Would you repeat the listing, starting at its first line and stopping after the line that has "[(444, 139)]", with "black suv" changed to "silver suv" and nothing else altered?
- - - -
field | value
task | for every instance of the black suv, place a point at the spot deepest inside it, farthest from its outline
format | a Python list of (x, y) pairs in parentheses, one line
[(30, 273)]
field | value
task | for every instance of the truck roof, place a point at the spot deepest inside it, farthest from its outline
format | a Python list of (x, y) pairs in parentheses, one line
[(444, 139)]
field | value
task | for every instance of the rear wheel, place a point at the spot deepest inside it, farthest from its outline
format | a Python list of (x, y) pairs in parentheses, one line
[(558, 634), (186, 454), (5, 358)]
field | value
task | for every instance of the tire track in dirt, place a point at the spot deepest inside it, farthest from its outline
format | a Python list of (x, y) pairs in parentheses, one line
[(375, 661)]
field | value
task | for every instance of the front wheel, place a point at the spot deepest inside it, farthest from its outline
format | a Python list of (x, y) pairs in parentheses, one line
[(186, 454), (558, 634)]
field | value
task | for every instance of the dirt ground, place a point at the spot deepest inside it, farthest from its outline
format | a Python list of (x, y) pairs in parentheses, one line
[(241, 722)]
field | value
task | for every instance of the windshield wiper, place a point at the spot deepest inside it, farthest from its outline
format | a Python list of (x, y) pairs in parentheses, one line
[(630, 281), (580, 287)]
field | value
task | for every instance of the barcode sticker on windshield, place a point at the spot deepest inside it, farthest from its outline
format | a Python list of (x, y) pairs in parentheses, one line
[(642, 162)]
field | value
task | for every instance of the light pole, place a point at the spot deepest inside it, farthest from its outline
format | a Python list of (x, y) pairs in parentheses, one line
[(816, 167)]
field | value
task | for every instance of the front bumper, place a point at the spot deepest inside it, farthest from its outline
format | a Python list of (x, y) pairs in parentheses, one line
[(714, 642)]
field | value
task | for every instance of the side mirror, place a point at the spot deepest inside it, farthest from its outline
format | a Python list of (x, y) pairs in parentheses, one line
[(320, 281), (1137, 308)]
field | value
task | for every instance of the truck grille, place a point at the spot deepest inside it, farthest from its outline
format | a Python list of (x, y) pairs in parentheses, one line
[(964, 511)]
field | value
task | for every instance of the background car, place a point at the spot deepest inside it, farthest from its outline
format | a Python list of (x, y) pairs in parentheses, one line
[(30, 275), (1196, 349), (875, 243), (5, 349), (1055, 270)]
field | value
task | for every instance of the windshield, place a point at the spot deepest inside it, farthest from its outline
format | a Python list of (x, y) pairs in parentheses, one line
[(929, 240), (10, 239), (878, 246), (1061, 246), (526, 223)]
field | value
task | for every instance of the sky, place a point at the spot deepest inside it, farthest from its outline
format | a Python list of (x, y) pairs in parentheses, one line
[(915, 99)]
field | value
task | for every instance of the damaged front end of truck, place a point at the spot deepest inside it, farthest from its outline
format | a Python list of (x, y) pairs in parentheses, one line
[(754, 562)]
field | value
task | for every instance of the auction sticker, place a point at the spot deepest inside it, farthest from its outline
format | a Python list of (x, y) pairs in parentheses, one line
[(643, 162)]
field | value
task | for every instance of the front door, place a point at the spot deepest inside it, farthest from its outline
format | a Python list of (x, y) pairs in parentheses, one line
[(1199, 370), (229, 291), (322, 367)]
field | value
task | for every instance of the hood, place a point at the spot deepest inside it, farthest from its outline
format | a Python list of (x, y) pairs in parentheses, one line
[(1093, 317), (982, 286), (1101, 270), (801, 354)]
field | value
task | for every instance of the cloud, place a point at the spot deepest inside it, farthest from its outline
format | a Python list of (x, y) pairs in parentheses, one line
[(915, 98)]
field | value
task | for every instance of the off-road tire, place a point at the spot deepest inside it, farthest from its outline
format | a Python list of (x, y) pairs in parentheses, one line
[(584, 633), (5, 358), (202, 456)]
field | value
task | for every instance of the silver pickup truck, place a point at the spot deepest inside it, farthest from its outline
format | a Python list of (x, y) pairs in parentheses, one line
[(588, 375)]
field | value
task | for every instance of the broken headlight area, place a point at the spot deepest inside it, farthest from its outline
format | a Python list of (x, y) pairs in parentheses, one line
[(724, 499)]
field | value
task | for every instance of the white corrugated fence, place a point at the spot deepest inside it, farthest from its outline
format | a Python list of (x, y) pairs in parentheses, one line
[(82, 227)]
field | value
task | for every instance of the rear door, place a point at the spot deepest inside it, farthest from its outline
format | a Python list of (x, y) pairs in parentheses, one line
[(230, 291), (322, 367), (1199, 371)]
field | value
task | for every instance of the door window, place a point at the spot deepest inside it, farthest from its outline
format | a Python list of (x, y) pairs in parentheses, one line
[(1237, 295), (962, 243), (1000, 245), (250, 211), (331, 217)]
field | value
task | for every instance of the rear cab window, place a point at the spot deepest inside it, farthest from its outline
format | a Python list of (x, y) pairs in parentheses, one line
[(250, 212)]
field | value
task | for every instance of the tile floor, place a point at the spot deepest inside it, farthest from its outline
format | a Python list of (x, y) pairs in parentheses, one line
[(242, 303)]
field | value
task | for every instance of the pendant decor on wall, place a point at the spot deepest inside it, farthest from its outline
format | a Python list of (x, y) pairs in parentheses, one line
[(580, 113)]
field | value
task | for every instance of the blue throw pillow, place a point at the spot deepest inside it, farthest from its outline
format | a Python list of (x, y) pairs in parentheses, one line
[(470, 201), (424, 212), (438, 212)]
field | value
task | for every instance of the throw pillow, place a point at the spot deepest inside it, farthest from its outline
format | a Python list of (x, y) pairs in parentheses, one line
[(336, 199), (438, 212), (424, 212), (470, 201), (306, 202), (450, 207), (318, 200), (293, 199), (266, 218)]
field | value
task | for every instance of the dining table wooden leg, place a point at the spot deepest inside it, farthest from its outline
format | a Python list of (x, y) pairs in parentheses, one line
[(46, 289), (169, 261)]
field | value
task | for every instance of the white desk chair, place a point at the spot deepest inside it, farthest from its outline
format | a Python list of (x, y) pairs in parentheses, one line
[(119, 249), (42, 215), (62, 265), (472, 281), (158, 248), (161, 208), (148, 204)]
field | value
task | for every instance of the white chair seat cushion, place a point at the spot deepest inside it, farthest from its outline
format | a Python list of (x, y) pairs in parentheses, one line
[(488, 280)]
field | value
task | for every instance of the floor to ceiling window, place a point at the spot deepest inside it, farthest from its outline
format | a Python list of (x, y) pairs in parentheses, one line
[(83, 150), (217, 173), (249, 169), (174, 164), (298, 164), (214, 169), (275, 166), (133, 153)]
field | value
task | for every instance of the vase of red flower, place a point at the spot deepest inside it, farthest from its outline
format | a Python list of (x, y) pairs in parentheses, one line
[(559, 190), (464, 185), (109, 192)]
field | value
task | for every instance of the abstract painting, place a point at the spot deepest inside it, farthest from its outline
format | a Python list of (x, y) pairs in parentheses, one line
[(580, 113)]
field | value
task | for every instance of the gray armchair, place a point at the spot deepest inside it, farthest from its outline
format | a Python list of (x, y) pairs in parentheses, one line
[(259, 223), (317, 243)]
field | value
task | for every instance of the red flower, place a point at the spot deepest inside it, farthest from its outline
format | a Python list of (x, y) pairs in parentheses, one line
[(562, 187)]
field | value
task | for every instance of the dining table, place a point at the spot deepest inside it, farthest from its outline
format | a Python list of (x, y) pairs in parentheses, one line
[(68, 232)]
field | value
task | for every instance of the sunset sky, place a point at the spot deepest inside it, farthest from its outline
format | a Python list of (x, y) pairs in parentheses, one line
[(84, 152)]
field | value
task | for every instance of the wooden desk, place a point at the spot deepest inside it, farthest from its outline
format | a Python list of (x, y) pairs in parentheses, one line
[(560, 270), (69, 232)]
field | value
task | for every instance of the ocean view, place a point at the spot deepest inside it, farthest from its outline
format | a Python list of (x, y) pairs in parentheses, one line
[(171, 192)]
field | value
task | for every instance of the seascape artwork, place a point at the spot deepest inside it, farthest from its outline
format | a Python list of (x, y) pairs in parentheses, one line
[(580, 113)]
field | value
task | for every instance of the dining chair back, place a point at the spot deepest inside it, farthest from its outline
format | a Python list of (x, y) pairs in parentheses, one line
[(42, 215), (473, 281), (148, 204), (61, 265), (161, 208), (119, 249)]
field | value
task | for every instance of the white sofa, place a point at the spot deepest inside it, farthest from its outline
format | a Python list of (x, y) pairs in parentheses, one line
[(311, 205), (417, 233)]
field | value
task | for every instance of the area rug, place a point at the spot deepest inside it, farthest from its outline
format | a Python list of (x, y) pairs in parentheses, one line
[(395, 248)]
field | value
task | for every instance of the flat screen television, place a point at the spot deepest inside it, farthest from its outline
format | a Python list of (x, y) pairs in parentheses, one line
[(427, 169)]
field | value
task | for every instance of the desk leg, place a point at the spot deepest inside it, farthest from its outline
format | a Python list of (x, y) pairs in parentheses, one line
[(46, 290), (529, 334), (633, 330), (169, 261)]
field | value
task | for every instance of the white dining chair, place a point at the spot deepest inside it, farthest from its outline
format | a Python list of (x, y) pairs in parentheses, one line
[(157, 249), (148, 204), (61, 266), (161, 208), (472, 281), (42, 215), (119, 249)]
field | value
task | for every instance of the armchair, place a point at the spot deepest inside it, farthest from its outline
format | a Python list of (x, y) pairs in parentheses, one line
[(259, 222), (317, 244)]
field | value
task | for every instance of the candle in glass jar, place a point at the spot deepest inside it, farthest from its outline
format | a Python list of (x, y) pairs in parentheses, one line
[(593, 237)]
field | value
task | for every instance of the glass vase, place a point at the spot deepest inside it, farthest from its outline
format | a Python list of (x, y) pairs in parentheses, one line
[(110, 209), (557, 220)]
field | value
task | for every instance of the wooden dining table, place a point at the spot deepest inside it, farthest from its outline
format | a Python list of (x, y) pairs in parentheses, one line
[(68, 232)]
- - - -
__Written solution__
field | value
task | for every instance of the silver suv, place a point at the spot deepest inside it, farthest from its outline
format | a Python list of (x, y) pairs in parentheses, one line
[(30, 273)]
field | value
task | for every instance of the truck roof, place a point at the spot deepest inside it, farthest from its outline
format | a Python list of (x, y) pairs in parentheses, one line
[(444, 139)]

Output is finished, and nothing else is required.